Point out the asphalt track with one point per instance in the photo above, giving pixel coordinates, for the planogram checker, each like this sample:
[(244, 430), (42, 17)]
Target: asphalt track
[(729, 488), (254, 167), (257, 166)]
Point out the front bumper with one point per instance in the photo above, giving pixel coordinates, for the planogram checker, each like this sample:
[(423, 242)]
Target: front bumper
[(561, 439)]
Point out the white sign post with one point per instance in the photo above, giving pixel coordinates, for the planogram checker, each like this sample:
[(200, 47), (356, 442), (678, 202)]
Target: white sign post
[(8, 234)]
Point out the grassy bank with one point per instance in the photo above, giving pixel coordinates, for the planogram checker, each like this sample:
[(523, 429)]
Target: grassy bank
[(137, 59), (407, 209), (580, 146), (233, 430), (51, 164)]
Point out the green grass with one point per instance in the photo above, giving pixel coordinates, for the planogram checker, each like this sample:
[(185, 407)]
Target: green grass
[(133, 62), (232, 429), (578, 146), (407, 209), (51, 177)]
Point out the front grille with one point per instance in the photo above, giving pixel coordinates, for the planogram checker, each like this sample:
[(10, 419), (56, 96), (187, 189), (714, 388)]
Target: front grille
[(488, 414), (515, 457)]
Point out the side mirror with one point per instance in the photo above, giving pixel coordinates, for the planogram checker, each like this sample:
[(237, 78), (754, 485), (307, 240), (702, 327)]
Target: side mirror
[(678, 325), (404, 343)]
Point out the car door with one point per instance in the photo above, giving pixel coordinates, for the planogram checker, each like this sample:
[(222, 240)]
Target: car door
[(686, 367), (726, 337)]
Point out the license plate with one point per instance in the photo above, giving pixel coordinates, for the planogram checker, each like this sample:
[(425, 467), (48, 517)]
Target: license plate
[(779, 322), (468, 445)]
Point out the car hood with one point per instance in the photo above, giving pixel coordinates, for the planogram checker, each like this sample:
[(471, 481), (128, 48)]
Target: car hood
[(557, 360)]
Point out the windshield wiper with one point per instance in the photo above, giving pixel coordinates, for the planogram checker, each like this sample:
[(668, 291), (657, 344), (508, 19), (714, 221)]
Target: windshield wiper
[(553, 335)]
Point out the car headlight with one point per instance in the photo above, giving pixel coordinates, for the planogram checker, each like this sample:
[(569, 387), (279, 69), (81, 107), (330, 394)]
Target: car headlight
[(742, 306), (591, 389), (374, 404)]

Work instructions:
Please output the line that contains "Point out the windshield" and every line after it in the entries above, exactly, and nothing more.

Solution:
Point out the windshield wiper with one point per instance in the photo above, giving pixel coordinates, for the planogram checker, each like this sample:
[(668, 291), (657, 344), (508, 19), (714, 221)]
Target: windshield wiper
[(553, 335)]
Point out the car headlight with one point per instance in the photo above, giving pixel coordinates, for the planogram checker, each like this sample:
[(569, 387), (279, 69), (81, 107), (330, 394)]
Target: car headlight
[(742, 306), (591, 389), (374, 404)]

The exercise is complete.